## BEGIN DATASET RECORDS
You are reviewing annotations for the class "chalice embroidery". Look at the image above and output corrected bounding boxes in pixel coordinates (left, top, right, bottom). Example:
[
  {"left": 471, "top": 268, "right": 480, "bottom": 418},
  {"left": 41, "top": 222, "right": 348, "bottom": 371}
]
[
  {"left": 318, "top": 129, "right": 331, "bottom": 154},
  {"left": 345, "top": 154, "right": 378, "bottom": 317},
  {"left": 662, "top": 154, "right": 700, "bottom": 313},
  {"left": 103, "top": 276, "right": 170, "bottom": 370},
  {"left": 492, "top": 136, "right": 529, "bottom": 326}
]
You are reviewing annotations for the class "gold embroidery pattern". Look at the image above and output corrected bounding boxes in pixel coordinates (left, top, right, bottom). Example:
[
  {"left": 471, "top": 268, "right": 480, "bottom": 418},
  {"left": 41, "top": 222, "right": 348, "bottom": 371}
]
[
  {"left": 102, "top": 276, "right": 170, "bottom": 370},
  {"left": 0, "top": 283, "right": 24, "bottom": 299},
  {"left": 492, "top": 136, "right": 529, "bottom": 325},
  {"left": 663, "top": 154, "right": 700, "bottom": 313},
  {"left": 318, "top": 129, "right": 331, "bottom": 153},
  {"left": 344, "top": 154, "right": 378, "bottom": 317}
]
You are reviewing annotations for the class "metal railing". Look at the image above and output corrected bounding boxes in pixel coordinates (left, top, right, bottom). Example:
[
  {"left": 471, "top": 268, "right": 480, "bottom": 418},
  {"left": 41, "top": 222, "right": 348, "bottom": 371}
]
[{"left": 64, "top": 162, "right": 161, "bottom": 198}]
## END DATASET RECORDS
### REQUIRED WORK:
Pull out each line of the stored data that contains the string "embroidery". Treat uppercase and lowercase as different.

### SOLUTION TO THE PROBLEM:
You are reviewing annotations for the class "chalice embroidery". Look at the image above and output corrected bounding boxes in pixel coordinates (left, top, right, bottom). Example:
You are reviewing annotations for the class "gold embroidery pattern". Look at the image above and output corrected bounding boxes in pixel coordinates (left, top, right, bottom). Example:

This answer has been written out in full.